** What the task asks **
Please reproduce the following records exactly, with nothing omitted.

** Provided records **
== Segment start ==

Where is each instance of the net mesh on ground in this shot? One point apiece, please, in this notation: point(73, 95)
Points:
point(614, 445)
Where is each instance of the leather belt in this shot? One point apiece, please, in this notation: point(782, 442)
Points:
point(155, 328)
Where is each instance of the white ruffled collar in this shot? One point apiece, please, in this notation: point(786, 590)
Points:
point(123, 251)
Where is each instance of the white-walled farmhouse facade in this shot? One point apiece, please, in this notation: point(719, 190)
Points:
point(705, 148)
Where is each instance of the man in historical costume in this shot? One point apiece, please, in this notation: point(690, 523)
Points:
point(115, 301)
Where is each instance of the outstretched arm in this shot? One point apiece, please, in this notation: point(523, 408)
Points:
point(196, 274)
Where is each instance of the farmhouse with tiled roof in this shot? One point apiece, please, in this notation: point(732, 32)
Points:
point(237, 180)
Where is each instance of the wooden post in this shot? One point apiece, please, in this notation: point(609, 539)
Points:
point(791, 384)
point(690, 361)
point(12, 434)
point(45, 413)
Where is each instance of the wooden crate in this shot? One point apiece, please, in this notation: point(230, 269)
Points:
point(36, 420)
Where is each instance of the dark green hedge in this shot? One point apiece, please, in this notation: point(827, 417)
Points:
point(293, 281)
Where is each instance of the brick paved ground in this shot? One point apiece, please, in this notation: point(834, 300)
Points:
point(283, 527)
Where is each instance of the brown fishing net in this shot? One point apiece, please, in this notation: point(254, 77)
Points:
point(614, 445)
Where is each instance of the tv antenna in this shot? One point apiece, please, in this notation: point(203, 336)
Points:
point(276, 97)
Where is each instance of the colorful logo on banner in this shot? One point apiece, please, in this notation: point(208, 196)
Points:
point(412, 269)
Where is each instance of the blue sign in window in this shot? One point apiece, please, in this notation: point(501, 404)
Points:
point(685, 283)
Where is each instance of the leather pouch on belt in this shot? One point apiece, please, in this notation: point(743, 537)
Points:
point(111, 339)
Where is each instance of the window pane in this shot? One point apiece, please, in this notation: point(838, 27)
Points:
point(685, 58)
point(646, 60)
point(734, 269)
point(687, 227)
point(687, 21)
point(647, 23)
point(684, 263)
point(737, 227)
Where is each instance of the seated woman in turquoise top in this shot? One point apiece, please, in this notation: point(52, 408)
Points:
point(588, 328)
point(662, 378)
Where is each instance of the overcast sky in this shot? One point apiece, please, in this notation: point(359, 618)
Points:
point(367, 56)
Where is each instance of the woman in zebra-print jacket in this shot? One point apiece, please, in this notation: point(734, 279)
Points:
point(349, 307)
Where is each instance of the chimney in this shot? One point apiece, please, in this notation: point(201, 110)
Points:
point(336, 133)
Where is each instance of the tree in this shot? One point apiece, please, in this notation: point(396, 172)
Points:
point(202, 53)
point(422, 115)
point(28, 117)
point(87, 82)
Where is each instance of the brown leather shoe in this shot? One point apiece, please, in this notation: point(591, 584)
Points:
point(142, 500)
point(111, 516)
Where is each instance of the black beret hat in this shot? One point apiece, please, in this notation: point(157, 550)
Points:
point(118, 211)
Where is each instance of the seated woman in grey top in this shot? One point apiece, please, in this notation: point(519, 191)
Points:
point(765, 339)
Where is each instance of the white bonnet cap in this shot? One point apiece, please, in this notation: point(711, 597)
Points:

== Segment end ==

** Answer to this problem **
Where is each instance of the net mesh on ground in this shot? One point apiece, please, in this notation: point(73, 95)
Points:
point(614, 445)
Where is each instance of the leather belt in this shot? One point apiece, please, in this notation: point(782, 442)
Points:
point(155, 328)
Where is each instance of the white ruffled collar in this shot? One point apiece, please, in this notation: point(786, 590)
Points:
point(123, 251)
Where is each instance of the white-walled farmhouse facade in this shot? One point apiece, please, in this notation: point(719, 190)
Points:
point(705, 148)
Where is each instance of the man in historical costume in this shot? One point apiece, please, in this notation: point(690, 523)
Points:
point(115, 301)
Where is each instance of the outstretched arm in this shot? One point apiece, please, in this notation: point(523, 408)
Points:
point(196, 274)
Where is each instance of the farmhouse with tiled roof in this shot? One point apiece, please, in this notation: point(732, 32)
Points:
point(237, 180)
Where is each instance of the wooden post in this shot? One point apiece, please, in this notation: point(609, 539)
Points:
point(791, 384)
point(690, 361)
point(12, 434)
point(45, 413)
Where is each instance of the wooden crate in this shot? One point apiece, please, in this notation: point(230, 269)
Points:
point(36, 420)
Where is each instance of the dark green hedge in this shot? One point apiece, please, in this notation: point(827, 417)
Points:
point(293, 281)
Where is each instance of the brick paved ground in this shot? One point apiece, please, in this notation: point(834, 300)
Points:
point(283, 527)
Where is each instance of the brown fishing net in this shot? One point apiece, please, in this notation: point(254, 77)
Points:
point(614, 445)
Where is each instance of the tv antenna in this shot? One point apiece, please, in this notation: point(203, 336)
Points:
point(276, 97)
Where is each instance of the colorful logo on banner in this shot? One point apiece, please, in this notation: point(208, 196)
Points:
point(412, 269)
Where is each instance of the blue sign in window in this shot? One point apiece, please, in this notation: point(501, 404)
Points:
point(685, 283)
Where is each instance of the leather pouch on belt in this shot? One point apiece, please, in this notation: point(743, 537)
Points:
point(111, 339)
Where is each instance of the window pane in this shot? One point apiece, please, in this notation: point(838, 27)
Points:
point(685, 58)
point(646, 60)
point(734, 269)
point(687, 227)
point(687, 21)
point(647, 23)
point(684, 263)
point(737, 227)
Where is each instance of the seated woman in turquoise top in this shot? One point apiece, please, in this notation: point(52, 408)
Points:
point(588, 328)
point(662, 378)
Where is each instance of the overcast sky in this shot? One point apiece, please, in this notation: point(359, 618)
Points:
point(367, 56)
Where is each instance of the woman in zebra-print jacket in this shot? One point apiece, please, in this notation: point(734, 279)
Points:
point(349, 307)
Where is each instance of the chimney in this shot? One point apiece, please, in this notation: point(201, 110)
Points:
point(336, 133)
Where is each instance of the tree in this shot? One point apiece, please, in this notation: point(396, 172)
Points:
point(202, 53)
point(422, 115)
point(28, 117)
point(87, 82)
Where is each instance of the brown leather shoe in this shot? One point apiece, please, in this notation: point(591, 584)
Points:
point(142, 500)
point(111, 516)
Where is each instance of the black beret hat in this shot? One point apiece, please, in this notation: point(157, 550)
Points:
point(118, 211)
Where is each instance of the seated woman in grey top in this shot? One point apiece, please, in this notation: point(519, 191)
Points:
point(765, 339)
Where is each instance of the white bonnet cap in this shot? One point apiece, please, in this notation: point(711, 597)
Points:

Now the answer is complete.